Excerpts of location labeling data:
'''
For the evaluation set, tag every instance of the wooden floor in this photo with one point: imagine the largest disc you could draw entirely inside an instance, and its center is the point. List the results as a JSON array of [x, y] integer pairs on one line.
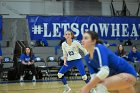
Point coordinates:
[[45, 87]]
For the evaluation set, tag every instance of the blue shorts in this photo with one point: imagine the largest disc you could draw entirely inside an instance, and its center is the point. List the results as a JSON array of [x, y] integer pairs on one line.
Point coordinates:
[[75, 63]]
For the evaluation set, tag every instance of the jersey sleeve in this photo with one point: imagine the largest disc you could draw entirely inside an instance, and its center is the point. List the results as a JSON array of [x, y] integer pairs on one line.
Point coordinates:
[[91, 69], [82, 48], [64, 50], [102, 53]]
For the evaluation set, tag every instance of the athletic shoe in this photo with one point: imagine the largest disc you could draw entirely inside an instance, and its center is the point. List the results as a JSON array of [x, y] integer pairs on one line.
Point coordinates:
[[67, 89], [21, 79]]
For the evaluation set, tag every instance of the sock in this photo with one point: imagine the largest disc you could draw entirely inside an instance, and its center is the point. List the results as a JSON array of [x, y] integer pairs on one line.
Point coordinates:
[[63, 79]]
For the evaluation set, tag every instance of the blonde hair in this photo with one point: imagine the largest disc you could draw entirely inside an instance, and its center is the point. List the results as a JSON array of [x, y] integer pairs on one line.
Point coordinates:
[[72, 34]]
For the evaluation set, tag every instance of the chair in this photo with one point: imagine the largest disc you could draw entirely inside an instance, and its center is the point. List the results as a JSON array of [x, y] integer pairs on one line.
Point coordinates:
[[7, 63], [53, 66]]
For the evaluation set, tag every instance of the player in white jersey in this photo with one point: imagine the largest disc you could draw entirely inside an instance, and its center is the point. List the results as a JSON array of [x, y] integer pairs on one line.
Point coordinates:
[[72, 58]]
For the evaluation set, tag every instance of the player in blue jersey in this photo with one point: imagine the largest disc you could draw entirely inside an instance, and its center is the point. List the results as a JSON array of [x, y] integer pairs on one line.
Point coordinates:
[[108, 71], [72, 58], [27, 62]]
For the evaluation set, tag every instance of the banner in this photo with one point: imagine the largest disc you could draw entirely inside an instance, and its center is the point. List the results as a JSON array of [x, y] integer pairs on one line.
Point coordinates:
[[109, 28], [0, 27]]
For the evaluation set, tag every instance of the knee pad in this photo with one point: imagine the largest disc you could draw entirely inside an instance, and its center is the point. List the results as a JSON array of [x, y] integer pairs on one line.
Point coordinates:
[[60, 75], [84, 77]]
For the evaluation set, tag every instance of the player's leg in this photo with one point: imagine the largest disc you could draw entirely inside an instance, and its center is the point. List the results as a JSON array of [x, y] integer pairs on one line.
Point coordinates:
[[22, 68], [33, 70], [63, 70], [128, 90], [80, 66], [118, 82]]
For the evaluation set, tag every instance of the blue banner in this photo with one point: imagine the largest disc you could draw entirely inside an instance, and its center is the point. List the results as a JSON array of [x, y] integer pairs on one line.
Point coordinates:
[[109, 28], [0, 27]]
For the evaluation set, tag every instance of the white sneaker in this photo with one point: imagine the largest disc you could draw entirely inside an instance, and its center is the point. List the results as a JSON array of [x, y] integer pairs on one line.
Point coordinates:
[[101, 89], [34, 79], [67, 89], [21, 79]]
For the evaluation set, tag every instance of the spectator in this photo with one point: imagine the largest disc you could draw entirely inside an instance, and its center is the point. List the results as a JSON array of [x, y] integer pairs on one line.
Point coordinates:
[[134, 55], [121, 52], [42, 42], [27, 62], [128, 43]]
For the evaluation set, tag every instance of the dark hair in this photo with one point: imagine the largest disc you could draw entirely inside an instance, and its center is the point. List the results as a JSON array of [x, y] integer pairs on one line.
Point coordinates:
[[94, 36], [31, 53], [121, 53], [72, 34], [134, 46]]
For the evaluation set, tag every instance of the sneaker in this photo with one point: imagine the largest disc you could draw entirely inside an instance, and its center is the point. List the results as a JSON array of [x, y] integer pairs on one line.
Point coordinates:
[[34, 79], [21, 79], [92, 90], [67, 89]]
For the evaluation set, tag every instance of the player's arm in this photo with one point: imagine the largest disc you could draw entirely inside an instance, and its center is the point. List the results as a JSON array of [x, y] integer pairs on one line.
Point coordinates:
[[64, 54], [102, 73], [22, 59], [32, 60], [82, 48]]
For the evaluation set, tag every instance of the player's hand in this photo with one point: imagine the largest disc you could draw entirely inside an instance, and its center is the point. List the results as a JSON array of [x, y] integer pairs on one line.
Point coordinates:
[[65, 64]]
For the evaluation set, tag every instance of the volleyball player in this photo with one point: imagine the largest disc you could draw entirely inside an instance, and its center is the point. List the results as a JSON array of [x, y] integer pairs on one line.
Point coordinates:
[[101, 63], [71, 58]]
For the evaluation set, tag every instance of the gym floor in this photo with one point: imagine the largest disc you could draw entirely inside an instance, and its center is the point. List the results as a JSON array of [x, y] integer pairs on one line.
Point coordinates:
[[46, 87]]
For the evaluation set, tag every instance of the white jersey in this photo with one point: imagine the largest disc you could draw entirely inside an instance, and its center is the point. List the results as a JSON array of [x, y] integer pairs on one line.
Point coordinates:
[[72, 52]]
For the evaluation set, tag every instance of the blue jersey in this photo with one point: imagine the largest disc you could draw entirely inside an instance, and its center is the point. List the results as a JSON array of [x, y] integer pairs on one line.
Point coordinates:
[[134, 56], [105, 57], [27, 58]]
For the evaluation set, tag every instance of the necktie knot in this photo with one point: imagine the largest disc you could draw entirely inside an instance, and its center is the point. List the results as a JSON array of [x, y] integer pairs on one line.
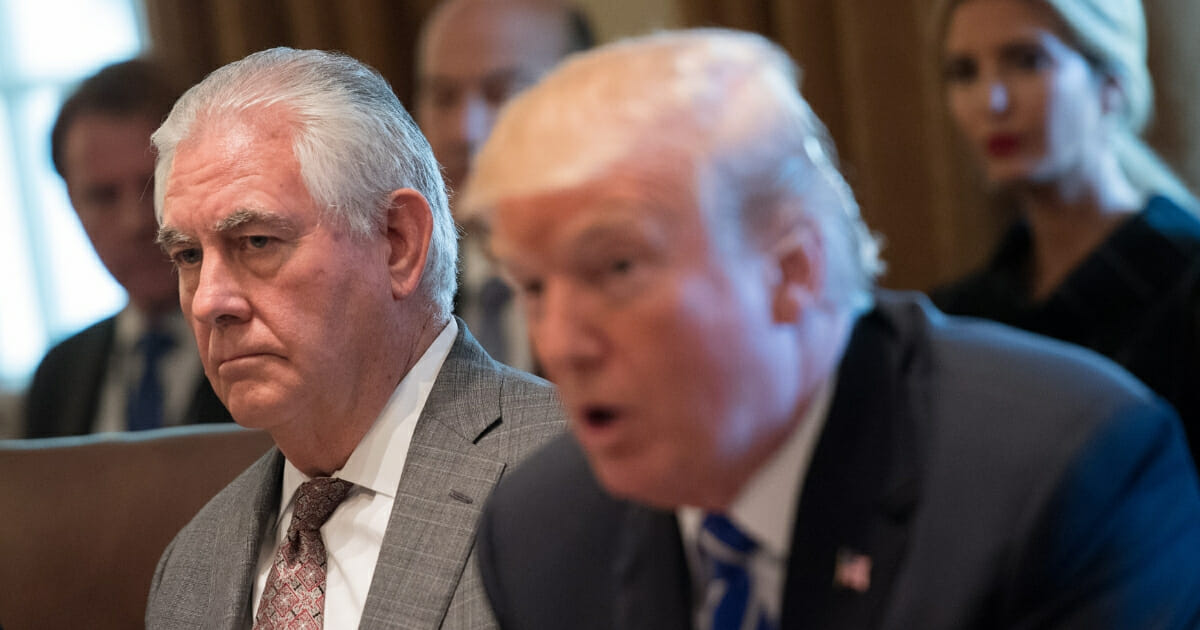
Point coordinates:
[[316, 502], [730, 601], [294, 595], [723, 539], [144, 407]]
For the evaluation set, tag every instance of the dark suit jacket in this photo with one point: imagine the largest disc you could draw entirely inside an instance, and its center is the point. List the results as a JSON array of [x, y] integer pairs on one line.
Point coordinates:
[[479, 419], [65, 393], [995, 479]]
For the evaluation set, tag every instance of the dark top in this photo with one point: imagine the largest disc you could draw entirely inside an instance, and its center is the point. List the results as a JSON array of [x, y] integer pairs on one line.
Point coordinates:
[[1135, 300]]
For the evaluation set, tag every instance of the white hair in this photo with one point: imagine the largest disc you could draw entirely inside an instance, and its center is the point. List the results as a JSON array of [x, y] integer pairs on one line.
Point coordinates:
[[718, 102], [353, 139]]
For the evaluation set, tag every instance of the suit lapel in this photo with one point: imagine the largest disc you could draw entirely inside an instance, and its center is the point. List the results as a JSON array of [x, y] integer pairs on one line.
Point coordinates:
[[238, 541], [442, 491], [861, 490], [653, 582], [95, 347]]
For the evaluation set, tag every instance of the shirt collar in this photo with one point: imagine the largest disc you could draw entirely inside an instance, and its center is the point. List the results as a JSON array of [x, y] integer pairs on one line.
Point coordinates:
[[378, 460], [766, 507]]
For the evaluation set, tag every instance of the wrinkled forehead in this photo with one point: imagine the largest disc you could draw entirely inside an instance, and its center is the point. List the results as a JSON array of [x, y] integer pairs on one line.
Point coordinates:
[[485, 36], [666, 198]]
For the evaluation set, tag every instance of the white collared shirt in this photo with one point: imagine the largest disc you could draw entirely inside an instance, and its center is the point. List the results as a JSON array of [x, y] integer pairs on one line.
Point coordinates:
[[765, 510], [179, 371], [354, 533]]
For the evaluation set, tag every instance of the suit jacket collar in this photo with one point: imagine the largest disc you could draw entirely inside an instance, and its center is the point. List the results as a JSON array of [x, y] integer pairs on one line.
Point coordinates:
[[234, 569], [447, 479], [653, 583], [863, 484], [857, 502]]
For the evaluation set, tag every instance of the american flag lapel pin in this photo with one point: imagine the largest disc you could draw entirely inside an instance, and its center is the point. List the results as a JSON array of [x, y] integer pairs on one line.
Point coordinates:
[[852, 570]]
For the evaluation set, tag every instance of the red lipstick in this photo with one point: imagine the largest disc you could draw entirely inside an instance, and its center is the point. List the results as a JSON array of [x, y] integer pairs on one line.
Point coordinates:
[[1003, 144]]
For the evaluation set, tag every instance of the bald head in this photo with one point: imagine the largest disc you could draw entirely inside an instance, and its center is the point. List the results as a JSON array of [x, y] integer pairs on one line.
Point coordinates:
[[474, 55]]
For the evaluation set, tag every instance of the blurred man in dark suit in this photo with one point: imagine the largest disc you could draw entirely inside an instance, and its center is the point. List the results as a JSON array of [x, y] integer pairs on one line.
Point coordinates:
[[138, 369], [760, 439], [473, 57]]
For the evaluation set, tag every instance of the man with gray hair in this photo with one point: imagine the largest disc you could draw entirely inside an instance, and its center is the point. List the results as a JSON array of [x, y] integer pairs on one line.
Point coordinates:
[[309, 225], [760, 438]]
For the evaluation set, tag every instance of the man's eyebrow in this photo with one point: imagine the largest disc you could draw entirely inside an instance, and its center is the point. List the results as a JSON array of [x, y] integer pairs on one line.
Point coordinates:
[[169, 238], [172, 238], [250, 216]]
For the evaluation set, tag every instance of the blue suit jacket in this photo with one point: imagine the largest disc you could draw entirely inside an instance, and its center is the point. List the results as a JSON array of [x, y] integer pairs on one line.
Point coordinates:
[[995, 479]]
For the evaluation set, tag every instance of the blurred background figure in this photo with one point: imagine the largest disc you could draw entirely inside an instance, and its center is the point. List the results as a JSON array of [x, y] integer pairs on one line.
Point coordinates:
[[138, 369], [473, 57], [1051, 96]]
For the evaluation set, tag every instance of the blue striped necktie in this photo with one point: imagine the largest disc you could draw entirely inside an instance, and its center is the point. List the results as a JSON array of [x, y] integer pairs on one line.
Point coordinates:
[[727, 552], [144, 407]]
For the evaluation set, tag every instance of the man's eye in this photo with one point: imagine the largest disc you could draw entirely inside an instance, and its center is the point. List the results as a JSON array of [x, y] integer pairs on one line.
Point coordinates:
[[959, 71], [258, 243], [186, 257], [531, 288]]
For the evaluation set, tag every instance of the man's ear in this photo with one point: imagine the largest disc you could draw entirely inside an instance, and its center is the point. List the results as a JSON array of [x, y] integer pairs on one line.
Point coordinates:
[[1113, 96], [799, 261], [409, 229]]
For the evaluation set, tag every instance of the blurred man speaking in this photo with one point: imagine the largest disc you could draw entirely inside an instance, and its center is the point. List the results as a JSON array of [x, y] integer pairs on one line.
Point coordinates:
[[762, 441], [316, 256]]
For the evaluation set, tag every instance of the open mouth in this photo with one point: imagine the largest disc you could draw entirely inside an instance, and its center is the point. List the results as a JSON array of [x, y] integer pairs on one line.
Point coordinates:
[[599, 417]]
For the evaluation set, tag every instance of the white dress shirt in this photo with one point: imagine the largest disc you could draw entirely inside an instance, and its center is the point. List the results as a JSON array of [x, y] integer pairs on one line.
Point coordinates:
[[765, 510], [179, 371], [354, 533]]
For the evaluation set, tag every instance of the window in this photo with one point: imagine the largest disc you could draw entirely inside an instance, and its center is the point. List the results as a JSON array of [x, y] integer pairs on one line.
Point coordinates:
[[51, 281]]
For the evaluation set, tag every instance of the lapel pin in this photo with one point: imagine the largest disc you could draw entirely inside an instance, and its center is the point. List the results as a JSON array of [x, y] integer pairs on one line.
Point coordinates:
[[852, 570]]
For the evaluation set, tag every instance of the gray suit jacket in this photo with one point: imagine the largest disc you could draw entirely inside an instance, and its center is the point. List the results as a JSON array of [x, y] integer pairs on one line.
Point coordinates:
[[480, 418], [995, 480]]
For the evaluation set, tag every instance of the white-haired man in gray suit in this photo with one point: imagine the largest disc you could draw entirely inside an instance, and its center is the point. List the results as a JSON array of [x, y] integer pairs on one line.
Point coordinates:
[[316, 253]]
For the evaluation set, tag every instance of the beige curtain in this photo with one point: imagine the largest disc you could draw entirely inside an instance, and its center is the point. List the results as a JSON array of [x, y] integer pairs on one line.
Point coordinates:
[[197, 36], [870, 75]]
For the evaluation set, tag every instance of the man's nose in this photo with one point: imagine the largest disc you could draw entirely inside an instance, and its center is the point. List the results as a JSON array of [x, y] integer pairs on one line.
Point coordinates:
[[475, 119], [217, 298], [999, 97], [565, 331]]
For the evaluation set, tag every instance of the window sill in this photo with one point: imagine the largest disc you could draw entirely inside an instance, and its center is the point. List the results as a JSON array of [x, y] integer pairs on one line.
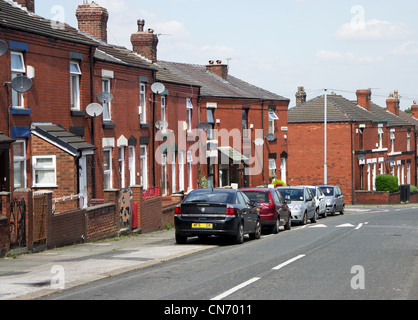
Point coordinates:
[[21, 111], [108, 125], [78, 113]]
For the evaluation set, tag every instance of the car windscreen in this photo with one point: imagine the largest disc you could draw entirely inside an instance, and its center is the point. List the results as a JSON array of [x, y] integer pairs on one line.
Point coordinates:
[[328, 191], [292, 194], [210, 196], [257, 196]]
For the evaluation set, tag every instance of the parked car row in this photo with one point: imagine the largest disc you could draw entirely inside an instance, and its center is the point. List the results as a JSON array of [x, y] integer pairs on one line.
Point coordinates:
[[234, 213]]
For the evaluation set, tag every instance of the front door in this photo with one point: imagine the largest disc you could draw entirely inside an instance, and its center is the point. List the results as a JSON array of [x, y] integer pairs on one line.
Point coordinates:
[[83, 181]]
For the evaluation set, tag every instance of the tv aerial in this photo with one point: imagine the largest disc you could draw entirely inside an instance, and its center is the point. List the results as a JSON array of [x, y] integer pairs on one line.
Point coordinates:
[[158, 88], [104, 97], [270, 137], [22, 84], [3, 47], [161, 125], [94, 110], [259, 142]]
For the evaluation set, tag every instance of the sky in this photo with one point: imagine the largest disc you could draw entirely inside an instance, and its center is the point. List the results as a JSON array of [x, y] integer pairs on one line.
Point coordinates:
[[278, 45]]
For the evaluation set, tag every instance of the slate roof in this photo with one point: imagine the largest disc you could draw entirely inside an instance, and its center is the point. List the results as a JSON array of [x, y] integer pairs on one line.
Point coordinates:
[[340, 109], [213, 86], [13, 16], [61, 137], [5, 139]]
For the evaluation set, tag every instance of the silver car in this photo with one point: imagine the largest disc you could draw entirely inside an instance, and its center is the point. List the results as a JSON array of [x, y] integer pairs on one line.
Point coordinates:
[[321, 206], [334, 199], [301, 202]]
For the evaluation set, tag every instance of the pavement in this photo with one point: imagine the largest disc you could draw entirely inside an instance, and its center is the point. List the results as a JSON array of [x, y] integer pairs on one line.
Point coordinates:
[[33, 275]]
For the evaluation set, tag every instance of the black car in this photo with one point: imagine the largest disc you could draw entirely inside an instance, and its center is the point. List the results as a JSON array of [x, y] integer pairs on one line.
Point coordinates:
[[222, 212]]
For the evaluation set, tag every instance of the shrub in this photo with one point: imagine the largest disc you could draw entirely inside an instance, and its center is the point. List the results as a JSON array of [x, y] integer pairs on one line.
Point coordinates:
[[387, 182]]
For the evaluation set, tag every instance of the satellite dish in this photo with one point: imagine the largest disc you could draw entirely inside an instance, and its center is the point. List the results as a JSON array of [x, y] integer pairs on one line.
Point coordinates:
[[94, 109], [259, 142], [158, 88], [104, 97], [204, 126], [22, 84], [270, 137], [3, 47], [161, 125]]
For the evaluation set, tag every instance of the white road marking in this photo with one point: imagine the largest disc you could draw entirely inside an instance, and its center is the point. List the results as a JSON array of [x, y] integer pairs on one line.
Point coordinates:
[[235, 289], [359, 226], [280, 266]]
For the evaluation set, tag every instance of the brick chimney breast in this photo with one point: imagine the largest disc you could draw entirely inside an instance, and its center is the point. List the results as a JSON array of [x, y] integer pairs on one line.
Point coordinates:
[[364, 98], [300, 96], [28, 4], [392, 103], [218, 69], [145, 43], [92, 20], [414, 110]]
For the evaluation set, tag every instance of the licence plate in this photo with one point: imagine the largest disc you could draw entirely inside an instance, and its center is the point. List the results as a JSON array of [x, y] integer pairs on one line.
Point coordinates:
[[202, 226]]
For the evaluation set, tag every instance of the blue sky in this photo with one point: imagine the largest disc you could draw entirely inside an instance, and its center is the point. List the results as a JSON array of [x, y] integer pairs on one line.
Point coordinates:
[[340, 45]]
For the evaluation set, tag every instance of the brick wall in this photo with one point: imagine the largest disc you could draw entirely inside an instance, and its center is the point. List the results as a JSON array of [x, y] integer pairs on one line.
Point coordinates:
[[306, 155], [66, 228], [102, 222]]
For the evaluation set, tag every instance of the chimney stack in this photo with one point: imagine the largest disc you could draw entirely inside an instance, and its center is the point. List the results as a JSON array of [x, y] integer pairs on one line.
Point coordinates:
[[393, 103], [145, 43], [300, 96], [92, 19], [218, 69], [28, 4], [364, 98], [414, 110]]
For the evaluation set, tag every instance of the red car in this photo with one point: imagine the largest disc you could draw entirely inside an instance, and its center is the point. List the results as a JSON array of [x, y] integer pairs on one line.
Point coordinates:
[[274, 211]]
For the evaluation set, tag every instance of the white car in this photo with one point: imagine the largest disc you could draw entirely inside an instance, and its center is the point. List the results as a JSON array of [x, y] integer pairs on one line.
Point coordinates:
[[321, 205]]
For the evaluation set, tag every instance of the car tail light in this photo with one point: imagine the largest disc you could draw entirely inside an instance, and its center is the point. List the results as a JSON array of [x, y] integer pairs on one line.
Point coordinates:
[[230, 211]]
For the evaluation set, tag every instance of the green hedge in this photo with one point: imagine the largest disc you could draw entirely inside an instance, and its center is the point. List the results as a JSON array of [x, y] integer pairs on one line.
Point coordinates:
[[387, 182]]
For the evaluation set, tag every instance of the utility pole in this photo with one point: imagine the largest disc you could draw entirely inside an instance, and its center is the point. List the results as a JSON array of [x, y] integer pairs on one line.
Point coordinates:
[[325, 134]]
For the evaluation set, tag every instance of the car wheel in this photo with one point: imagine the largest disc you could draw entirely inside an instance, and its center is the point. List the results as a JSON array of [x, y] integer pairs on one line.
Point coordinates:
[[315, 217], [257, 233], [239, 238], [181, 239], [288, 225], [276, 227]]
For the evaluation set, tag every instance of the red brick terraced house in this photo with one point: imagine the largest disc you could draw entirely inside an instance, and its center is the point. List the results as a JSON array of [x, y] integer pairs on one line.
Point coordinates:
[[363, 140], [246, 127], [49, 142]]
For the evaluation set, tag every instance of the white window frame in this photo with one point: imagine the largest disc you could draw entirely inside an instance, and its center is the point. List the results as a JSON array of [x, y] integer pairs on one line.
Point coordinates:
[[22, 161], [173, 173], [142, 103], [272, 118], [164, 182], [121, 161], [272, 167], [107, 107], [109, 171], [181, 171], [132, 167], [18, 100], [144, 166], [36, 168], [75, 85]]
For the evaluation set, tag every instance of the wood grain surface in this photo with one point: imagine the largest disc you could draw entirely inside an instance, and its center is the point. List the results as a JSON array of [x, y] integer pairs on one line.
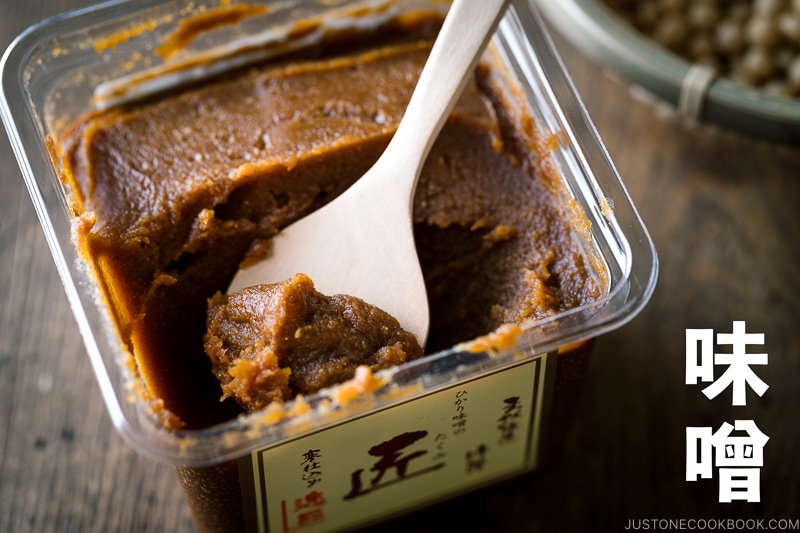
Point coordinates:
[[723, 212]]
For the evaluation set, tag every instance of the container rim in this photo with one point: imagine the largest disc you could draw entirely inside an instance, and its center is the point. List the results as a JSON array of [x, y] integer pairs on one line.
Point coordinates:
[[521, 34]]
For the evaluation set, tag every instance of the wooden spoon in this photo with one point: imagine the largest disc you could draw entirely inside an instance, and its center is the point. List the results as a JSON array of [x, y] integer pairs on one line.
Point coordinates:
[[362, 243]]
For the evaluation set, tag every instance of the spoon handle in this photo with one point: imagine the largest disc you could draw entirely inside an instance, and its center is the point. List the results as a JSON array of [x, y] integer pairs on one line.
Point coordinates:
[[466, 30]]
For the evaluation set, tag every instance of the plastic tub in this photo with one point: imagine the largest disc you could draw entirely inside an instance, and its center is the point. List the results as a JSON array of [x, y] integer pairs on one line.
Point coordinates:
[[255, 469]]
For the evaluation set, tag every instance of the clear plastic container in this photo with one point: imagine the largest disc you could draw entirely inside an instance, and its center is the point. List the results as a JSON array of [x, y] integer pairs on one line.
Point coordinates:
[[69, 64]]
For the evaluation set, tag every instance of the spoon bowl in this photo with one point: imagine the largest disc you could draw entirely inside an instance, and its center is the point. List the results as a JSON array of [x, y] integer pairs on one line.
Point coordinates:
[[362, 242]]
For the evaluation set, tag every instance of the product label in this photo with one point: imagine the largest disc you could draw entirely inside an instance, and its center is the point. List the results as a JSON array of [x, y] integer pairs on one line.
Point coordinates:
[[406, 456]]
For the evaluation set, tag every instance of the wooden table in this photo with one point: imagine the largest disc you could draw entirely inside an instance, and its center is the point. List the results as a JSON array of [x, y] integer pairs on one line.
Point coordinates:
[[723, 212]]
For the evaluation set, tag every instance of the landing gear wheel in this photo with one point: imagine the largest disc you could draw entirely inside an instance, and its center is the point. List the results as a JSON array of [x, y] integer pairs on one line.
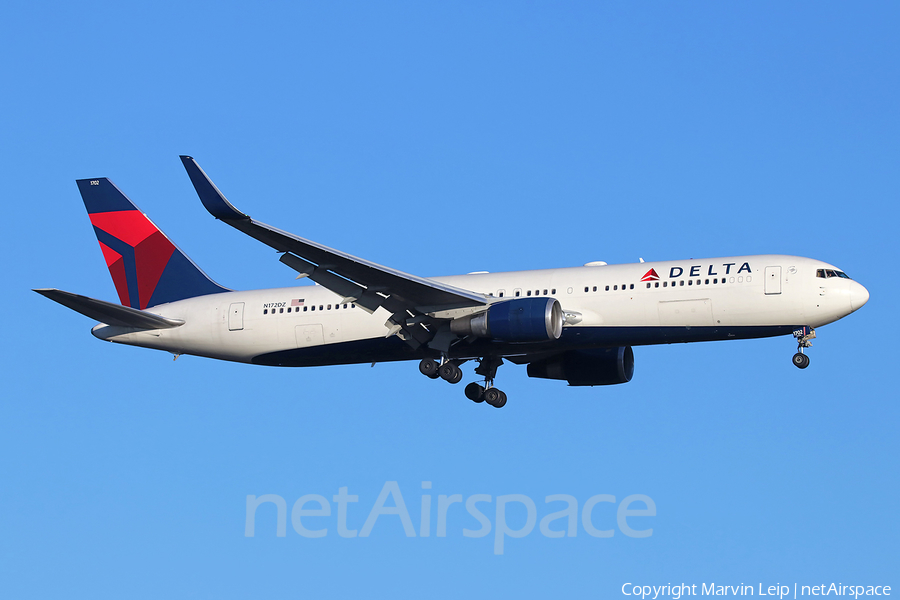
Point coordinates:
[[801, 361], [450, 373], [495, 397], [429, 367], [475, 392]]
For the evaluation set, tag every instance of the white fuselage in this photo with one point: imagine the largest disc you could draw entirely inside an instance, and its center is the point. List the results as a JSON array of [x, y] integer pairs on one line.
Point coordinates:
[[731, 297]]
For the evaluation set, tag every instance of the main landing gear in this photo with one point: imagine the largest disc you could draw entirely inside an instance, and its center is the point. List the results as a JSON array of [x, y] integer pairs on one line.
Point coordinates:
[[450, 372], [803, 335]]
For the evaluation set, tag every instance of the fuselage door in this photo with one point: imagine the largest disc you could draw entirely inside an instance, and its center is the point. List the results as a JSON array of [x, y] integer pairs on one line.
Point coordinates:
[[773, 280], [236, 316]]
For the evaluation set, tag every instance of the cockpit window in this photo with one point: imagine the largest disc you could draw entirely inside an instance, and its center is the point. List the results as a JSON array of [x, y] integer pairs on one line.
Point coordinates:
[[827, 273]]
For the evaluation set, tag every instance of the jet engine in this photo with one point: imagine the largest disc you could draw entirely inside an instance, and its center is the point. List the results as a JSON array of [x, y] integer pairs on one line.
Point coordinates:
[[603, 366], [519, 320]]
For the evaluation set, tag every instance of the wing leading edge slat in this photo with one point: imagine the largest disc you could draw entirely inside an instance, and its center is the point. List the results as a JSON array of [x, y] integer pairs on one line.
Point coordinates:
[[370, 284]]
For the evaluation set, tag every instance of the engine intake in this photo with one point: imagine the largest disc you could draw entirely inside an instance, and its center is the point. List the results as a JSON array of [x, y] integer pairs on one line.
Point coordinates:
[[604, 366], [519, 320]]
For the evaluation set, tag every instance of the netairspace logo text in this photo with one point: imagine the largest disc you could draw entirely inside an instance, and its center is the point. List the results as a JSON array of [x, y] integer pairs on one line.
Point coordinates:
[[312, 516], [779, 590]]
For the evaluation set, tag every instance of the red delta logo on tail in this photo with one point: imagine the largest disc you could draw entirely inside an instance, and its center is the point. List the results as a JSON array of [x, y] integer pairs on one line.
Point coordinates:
'''
YOUR GOAL: Please quote the records word for word from the line with "For the evaluation set, tag every instance of the car windscreen" through the line with "[[83, 181]]", including both of those lines.

RESPONSE TO THE TASK:
For the evaluation set, tag every instance of the car windscreen in this photo with one point: imagine the largest disc you could draw entirely inside an instance, and its center is the point. List the results as a JSON array of [x, y] integer pairs on one line.
Point coordinates:
[[328, 191], [292, 194], [210, 196], [257, 196]]
For the evaluation set, tag every instance of the parked car row in this photo with one point: imagine the largest disc you could draw entirely inside an instance, and its center is the point. List the results as a JSON array of [x, y] integer pairs on one line.
Point coordinates:
[[234, 213]]
For the evaluation set, tag every instance of the front door in this photo with one point: imagine the largest disc you could draw entirely inside an instance, and its center is the point. List the results as a JSON array of [x, y] integer pairs on one line.
Point coordinates:
[[83, 181]]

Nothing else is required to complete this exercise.